_What is asked_
1. Quote the biography of Tayfun Taşdemir below word for word, from "Turkish professional carom billiards player (born" up to and including "defeating Cho Jae-ho.".
2. Decide whether each statement agrees with the biography of Tayfun Taşdemir below. Answer yes or no for each, and quote the words of the biography that settle it.
(a) Taşdemir studied Economics at Marmara University.
(b) Taşdemir's first individual world-class title came at the 2019 Three-Cushion World Cup in Antalya.
(c) Taşdemir played five years for the Dutch team Twentevisie.
3. According to the biography of Tayfun Taşdemir below, where was the 2022 UMB World Three-cushion Championship held?

_Passage provided_
-----

Turkish professional carom billiards player (born 1975)

Tayfun Taşdemir (born November 5, 1975) is a former world champion Turkish professional carom billiards player specialized in three-cushion event.

== Early years ==
Tayfun Taşdemir was born in Muş, eastern Turkey on November 5, 1975. He graduated in Economics from Marmara University.

== Career ==
He played three years for the Dutch team Twentevisie.

After enjoying World team champion titles several times, Taşdemir finally won his first individual world-class level title at the 3rd leg of the 2015 Three-Cushion World Cup in Ho Chi Minh City, Vietnam defeating Torbjörn Blomdahl from Sweden in the final. He also won the 1st leg of the 2019 Three-Cushion World Cup in Antalya, Turkey defeating Cho Jae-ho.

At the 2022 UMB World Three-cushion Championship held in Donghae City, South Korea, he became World champion in the individual event. He is the second Turkish World champion after Semih Saygıner, who won the title in 2003.

-----

_Available data_
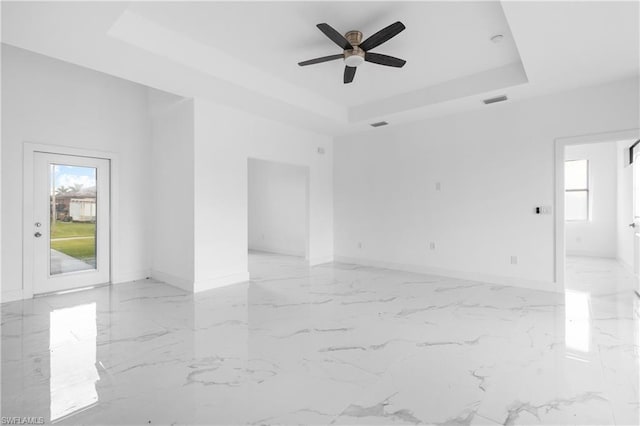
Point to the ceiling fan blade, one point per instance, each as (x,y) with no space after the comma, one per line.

-----

_Answers to the problems_
1.
Turkish professional carom billiards player (born 1975)

Tayfun Taşdemir (born November 5, 1975) is a former world champion Turkish professional carom billiards player specialized in three-cushion event.

== Early years ==
Tayfun Taşdemir was born in Muş, eastern Turkey on November 5, 1975. He graduated in Economics from Marmara University.

== Career ==
He played three years for the Dutch team Twentevisie.

After enjoying World team champion titles several times, Taşdemir finally won his first individual world-class level title at the 3rd leg of the 2015 Three-Cushion World Cup in Ho Chi Minh City, Vietnam defeating Torbjörn Blomdahl from Sweden in the final. He also won the 1st leg of the 2019 Three-Cushion World Cup in Antalya, Turkey defeating Cho Jae-ho.

2.
(a) Yes: "He graduated in Economics from Marmara University."
(b) No: "Taşdemir finally won his first individual world-class level title at the 3rd leg of the 2015 Three-Cushion World Cup in Ho Chi Minh City, Vietnam"
(c) No: "He played three years for the Dutch team Twentevisie."

3. Donghae City, South Korea.